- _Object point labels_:
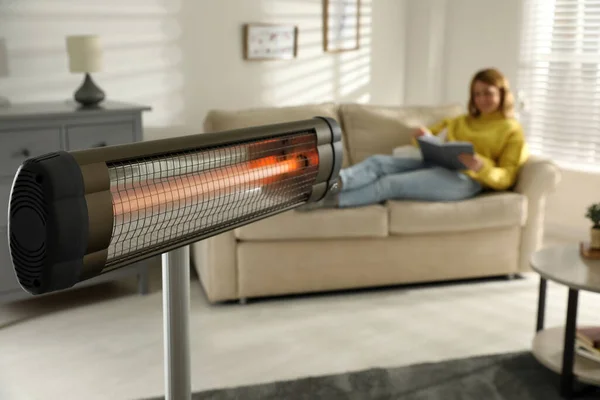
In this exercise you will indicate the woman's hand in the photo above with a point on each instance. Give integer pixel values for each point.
(421, 131)
(471, 161)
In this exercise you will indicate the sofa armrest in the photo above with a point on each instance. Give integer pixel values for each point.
(538, 178)
(215, 262)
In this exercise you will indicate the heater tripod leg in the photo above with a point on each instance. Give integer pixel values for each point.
(176, 310)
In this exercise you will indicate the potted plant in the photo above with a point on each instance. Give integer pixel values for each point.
(594, 215)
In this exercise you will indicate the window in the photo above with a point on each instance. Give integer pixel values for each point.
(559, 80)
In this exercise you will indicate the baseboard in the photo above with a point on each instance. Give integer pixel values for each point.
(563, 231)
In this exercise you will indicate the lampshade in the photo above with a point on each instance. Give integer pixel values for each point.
(85, 53)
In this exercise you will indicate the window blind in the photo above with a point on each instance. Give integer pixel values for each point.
(559, 80)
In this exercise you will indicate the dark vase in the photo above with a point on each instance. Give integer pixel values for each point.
(88, 94)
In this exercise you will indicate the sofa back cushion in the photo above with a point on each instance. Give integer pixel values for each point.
(372, 129)
(223, 120)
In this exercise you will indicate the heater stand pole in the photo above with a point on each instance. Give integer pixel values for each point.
(176, 310)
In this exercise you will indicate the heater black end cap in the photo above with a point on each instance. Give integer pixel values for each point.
(48, 223)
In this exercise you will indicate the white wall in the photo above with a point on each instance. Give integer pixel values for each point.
(448, 40)
(184, 57)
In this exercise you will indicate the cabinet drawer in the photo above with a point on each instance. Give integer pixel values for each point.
(19, 145)
(4, 200)
(81, 137)
(8, 279)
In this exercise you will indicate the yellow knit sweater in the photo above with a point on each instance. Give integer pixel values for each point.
(497, 140)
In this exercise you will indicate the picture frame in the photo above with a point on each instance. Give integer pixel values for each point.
(270, 41)
(341, 21)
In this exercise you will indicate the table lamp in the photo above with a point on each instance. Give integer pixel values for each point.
(85, 55)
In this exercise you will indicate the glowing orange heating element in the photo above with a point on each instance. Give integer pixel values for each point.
(249, 175)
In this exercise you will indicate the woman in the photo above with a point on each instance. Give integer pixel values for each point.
(497, 138)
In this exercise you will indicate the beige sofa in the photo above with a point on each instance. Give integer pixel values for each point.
(400, 242)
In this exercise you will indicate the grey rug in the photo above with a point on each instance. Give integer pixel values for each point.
(514, 376)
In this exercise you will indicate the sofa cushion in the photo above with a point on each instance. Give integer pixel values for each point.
(372, 129)
(363, 222)
(490, 210)
(224, 120)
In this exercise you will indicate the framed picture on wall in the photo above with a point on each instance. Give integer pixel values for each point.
(341, 25)
(270, 41)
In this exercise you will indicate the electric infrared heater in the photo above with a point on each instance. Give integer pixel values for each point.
(76, 215)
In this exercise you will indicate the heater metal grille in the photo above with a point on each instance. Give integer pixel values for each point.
(159, 200)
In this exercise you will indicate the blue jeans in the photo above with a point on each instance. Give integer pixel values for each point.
(382, 177)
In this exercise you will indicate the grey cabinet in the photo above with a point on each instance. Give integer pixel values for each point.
(29, 130)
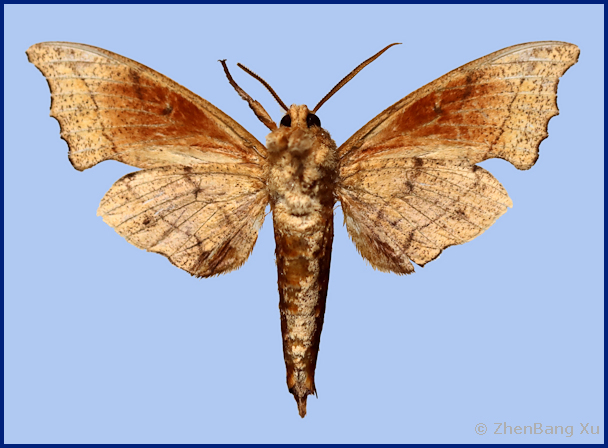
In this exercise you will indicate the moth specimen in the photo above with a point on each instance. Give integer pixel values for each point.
(407, 180)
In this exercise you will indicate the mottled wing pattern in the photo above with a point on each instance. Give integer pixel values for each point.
(411, 209)
(408, 184)
(200, 198)
(204, 219)
(110, 107)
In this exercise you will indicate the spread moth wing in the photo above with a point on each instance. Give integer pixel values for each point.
(204, 219)
(408, 184)
(200, 197)
(110, 107)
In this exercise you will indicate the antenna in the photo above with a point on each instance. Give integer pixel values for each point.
(350, 76)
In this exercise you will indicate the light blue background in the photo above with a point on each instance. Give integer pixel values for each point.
(107, 343)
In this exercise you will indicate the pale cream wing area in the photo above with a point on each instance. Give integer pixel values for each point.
(496, 106)
(110, 107)
(408, 182)
(411, 209)
(204, 219)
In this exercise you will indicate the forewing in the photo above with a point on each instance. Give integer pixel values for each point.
(411, 209)
(204, 219)
(496, 106)
(408, 184)
(110, 107)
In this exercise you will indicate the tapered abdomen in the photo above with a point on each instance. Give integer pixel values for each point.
(303, 258)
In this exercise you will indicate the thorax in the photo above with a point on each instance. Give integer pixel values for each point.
(302, 161)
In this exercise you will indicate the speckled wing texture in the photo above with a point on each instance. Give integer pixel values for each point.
(204, 219)
(200, 197)
(409, 186)
(110, 107)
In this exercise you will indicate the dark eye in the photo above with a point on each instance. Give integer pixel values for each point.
(286, 121)
(313, 120)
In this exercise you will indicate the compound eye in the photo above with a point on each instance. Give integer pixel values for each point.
(286, 121)
(313, 120)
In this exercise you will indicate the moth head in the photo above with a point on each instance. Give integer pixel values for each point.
(300, 117)
(296, 116)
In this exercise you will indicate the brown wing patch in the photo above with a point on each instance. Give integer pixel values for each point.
(411, 209)
(205, 219)
(110, 107)
(496, 106)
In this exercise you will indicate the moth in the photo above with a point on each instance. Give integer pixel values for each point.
(407, 181)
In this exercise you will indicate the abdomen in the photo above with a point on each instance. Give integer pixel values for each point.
(303, 250)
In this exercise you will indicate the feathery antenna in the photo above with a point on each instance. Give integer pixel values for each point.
(256, 107)
(265, 84)
(350, 76)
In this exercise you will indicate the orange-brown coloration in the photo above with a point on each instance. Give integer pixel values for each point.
(407, 180)
(301, 183)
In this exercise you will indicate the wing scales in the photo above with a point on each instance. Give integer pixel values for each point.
(496, 106)
(408, 184)
(204, 219)
(411, 209)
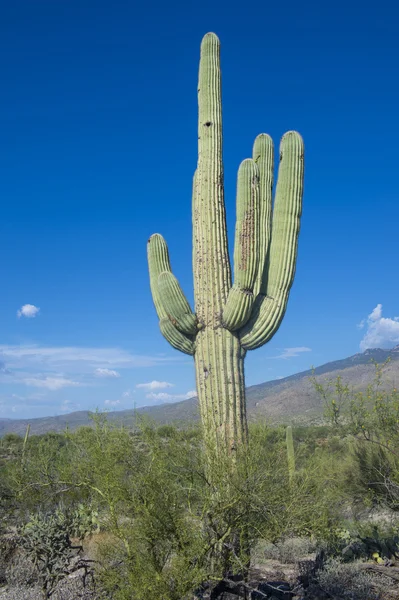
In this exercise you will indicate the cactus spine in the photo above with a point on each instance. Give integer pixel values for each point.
(290, 452)
(230, 318)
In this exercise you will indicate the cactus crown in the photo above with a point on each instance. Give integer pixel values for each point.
(252, 307)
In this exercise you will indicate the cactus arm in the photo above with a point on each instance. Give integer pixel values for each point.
(246, 248)
(158, 262)
(279, 271)
(175, 303)
(263, 155)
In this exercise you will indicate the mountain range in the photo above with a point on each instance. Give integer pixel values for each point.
(292, 399)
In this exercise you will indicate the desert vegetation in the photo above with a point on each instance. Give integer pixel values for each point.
(106, 512)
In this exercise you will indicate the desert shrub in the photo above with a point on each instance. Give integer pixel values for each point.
(344, 581)
(290, 550)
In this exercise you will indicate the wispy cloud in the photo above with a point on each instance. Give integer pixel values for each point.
(154, 385)
(28, 310)
(381, 332)
(165, 397)
(50, 383)
(69, 406)
(292, 352)
(106, 373)
(77, 359)
(112, 402)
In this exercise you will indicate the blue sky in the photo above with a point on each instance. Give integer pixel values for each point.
(98, 120)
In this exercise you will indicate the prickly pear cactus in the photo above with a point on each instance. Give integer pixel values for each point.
(230, 317)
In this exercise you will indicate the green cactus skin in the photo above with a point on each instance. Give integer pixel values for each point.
(290, 452)
(229, 318)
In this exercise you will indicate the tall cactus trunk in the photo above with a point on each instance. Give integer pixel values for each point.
(230, 317)
(219, 359)
(219, 367)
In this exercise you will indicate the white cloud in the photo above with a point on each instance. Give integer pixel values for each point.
(28, 310)
(69, 406)
(292, 352)
(165, 397)
(50, 383)
(100, 372)
(381, 332)
(154, 385)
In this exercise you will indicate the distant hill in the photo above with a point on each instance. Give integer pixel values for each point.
(292, 399)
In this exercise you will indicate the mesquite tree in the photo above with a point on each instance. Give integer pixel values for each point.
(230, 318)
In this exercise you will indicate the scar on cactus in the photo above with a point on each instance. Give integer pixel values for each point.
(231, 315)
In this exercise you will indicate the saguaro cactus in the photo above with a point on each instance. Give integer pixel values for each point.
(290, 452)
(230, 318)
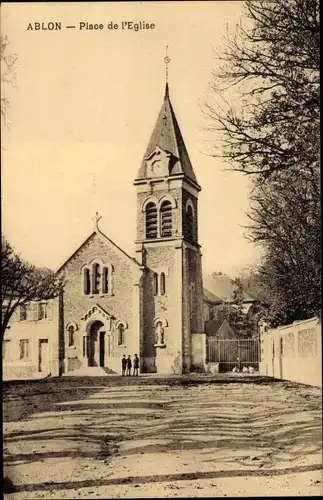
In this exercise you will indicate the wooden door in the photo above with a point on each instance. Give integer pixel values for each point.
(43, 356)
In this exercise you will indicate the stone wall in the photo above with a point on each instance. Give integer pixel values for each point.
(293, 352)
(121, 304)
(33, 331)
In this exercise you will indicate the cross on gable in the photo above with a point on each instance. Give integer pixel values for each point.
(96, 220)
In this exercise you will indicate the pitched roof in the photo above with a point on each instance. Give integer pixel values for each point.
(167, 136)
(100, 233)
(210, 297)
(222, 287)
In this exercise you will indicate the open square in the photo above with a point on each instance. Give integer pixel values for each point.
(162, 437)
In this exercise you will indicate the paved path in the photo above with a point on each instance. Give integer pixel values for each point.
(75, 440)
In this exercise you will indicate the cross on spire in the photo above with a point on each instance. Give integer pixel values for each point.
(96, 221)
(166, 61)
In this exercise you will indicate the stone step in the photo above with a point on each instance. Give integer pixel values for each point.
(87, 371)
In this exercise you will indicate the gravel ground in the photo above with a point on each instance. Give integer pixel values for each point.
(116, 438)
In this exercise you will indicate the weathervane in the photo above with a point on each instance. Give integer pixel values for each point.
(96, 221)
(166, 61)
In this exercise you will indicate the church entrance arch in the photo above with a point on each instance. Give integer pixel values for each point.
(96, 343)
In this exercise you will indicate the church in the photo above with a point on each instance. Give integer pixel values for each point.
(151, 304)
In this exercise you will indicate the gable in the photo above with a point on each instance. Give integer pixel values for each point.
(97, 245)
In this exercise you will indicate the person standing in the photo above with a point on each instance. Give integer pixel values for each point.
(135, 365)
(124, 365)
(129, 365)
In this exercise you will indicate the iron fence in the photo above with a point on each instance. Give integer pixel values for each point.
(227, 352)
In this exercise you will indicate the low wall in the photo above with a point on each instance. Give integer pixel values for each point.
(198, 352)
(293, 352)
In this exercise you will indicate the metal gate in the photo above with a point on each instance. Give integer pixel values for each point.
(227, 352)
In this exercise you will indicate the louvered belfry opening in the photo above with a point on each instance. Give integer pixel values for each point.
(151, 221)
(166, 218)
(189, 223)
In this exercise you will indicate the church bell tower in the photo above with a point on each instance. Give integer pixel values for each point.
(168, 249)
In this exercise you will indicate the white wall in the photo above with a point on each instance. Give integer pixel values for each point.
(293, 352)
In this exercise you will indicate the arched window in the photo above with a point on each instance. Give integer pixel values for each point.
(151, 220)
(162, 284)
(105, 280)
(155, 283)
(42, 310)
(95, 278)
(189, 223)
(166, 218)
(71, 336)
(22, 312)
(120, 334)
(159, 333)
(87, 282)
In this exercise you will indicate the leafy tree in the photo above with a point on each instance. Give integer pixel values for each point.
(272, 134)
(22, 283)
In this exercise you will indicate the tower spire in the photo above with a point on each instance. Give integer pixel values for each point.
(166, 61)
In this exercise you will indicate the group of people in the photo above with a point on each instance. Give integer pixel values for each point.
(127, 364)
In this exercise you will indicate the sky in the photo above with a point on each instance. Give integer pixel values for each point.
(81, 113)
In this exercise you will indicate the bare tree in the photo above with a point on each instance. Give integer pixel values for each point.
(22, 283)
(272, 64)
(8, 73)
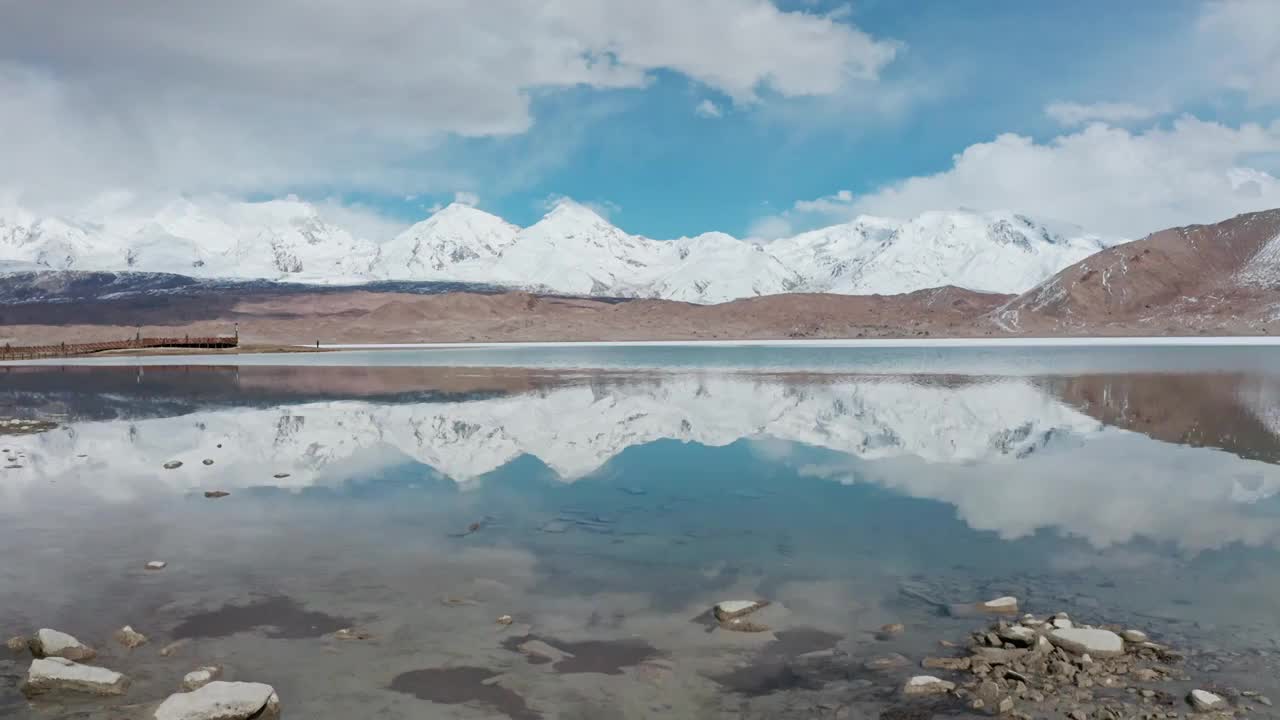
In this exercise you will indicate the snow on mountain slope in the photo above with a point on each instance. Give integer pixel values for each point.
(571, 250)
(448, 245)
(575, 250)
(986, 251)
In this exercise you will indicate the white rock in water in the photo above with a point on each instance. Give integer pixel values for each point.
(1205, 701)
(1018, 634)
(1006, 605)
(129, 638)
(1088, 641)
(53, 643)
(222, 701)
(730, 609)
(58, 674)
(539, 648)
(201, 677)
(927, 684)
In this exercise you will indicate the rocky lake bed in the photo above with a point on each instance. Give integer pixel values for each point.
(612, 547)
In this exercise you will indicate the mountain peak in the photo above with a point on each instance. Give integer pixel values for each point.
(570, 212)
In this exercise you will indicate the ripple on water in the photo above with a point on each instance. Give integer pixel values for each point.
(465, 684)
(280, 616)
(607, 657)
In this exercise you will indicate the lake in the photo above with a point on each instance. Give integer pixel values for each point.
(603, 501)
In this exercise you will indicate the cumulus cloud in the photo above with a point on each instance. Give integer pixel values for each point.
(769, 227)
(1240, 46)
(708, 109)
(1109, 180)
(1116, 113)
(259, 96)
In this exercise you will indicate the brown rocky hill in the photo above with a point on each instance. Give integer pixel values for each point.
(1224, 277)
(460, 317)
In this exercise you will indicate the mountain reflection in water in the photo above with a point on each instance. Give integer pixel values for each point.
(609, 510)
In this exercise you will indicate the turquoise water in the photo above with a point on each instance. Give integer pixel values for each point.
(606, 510)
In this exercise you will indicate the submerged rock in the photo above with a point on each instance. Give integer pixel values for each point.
(351, 634)
(887, 662)
(1088, 641)
(927, 684)
(1006, 605)
(58, 674)
(543, 651)
(1018, 634)
(1134, 636)
(174, 647)
(945, 662)
(731, 609)
(53, 643)
(201, 677)
(1205, 701)
(129, 638)
(744, 625)
(891, 630)
(222, 701)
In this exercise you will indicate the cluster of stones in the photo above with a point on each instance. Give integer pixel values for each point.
(62, 664)
(1037, 666)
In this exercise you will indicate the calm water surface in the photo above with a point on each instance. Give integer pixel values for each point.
(606, 510)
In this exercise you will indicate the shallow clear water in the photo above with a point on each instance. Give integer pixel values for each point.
(607, 510)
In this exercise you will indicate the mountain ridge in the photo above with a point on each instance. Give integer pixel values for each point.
(570, 250)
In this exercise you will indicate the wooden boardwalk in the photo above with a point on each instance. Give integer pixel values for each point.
(73, 349)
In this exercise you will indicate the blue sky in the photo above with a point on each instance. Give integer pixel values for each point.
(671, 117)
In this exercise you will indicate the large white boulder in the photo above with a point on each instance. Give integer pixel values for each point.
(1088, 641)
(222, 701)
(201, 677)
(58, 674)
(53, 643)
(731, 609)
(927, 684)
(1205, 701)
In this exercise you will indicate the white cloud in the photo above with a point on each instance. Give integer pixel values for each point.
(771, 227)
(264, 96)
(1109, 180)
(1239, 44)
(1116, 113)
(837, 204)
(708, 109)
(603, 208)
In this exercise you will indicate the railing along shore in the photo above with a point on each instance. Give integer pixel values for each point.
(72, 349)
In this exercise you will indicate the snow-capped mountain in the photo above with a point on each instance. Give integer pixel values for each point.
(571, 250)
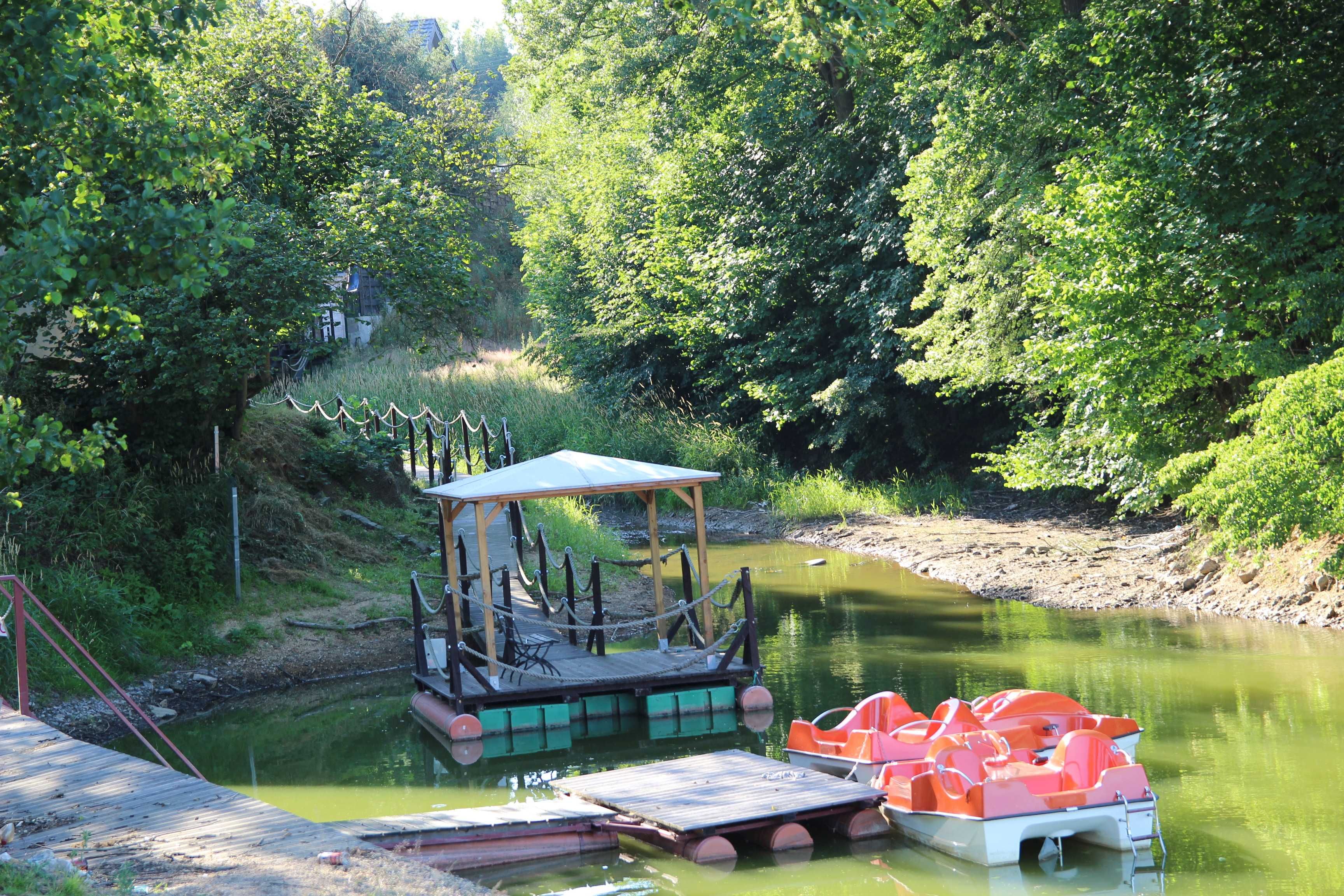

- _WHAT YOU ARE ASKED TO DO_: Copy out each line of the records above that contains the string "tower".

- _RESULT FOR THIS EXERCISE_:
In this exercise you will indicate the church bell tower in the photo above with a point on each instance. Give integer pixel values for each point.
In this exercise you will indicate the tower spire in the photo above with a point on each instance. Give integer pixel values for each point.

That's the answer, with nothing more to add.